**WHAT THIS TASK INVOLVES**
Return exactly the span of lines that opens with the line containing "pin: the red nail" and closes with the last line of the data, inclusive.

**Named object pointing entries**
::::

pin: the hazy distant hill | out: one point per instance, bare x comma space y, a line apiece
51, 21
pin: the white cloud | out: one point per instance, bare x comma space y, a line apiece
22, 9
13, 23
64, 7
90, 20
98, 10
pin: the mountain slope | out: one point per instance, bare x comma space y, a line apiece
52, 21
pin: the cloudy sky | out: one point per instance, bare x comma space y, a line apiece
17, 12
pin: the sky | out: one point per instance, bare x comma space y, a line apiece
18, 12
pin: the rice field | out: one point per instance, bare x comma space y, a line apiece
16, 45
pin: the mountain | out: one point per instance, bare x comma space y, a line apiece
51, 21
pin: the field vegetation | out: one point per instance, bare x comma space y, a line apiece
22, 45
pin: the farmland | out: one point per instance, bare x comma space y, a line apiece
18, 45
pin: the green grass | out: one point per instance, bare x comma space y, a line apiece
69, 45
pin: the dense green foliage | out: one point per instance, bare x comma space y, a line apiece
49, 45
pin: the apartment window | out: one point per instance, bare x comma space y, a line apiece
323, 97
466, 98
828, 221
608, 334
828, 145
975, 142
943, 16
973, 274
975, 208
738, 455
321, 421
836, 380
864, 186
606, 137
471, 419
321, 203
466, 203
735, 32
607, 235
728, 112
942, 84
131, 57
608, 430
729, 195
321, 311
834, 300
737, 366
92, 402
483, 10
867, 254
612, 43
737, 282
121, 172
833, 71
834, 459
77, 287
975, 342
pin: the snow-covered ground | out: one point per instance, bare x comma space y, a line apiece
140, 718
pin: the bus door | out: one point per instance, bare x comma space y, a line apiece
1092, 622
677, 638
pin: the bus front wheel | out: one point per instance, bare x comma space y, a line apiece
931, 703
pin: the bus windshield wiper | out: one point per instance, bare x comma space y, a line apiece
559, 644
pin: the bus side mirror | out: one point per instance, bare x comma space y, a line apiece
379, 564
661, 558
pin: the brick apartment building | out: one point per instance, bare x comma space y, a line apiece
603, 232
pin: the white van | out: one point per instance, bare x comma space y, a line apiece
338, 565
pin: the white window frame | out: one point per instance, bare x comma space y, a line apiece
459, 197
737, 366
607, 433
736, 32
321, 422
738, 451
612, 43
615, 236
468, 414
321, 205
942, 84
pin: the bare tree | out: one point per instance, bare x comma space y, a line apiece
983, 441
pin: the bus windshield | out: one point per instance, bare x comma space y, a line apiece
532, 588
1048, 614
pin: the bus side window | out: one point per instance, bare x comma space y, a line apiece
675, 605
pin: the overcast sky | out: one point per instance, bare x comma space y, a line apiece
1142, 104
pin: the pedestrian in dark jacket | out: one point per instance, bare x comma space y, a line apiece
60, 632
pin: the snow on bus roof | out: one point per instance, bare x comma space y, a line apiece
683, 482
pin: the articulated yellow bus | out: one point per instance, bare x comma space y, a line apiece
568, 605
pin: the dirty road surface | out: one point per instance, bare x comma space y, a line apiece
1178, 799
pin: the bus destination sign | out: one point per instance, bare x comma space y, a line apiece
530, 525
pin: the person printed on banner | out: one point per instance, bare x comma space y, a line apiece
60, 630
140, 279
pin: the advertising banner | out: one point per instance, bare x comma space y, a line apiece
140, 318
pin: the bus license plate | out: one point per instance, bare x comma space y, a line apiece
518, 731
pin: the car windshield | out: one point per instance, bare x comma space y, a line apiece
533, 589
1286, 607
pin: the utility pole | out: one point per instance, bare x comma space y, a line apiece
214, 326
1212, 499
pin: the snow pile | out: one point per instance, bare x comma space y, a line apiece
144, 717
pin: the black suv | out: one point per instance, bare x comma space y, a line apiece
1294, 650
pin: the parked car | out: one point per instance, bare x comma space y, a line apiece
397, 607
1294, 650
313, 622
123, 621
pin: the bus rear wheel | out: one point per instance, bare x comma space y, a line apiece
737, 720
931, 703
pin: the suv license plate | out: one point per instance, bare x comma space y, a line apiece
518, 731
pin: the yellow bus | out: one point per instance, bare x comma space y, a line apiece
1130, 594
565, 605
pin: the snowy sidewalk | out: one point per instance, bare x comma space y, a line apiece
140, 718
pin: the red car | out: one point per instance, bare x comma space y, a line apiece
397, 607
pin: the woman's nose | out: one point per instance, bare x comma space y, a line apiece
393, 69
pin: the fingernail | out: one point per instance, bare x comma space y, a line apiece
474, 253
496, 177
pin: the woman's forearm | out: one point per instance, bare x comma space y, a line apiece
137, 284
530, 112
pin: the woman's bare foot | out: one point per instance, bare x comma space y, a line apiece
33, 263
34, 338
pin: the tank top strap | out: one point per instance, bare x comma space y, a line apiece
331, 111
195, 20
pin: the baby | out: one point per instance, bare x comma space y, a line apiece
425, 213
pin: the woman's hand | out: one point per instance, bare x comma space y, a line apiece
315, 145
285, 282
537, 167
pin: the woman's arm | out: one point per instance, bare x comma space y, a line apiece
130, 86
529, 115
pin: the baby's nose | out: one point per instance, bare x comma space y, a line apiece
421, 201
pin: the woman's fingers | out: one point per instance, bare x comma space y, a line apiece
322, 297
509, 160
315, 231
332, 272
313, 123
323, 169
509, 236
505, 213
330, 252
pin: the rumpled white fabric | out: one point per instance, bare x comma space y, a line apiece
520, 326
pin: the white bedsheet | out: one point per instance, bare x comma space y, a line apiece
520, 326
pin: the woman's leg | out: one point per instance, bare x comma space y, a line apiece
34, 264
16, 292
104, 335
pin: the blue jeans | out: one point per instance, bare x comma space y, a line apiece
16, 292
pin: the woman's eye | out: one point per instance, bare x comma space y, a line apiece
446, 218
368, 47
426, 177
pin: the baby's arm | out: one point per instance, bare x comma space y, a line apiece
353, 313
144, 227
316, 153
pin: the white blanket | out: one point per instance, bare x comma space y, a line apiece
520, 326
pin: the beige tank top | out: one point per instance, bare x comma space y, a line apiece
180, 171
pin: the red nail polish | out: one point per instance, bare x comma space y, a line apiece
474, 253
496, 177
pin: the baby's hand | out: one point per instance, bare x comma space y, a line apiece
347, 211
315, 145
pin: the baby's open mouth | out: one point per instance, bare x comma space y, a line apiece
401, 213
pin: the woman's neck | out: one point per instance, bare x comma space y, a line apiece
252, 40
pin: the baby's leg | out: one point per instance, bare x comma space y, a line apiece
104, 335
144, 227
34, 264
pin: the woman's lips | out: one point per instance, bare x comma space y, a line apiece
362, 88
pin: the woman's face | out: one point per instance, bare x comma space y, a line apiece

::::

**RESULT OF THIS EXERCISE**
pin: the red nail polish | out: one point per instance, bare x comma space y, a line apiece
474, 253
496, 177
pin: the baby's hand | out: one point per instance, bare x comma space y, a line apiece
347, 211
315, 145
pin: the baby's open mouth | out: one point per instance, bare x comma space y, a line apiece
401, 213
pin: the woman's neck | out: one point per instance, bare x comma space y, a line apiece
252, 40
pin: the baby's leg | out: one point per instance, bare x comma space y, a line apiece
104, 335
144, 227
34, 264
pin: the woman's lips | out: one point per instance, bare x comma space y, a line apiece
362, 88
pin: the woman's face | out: one point per instance, bare x comma space y, a line apiece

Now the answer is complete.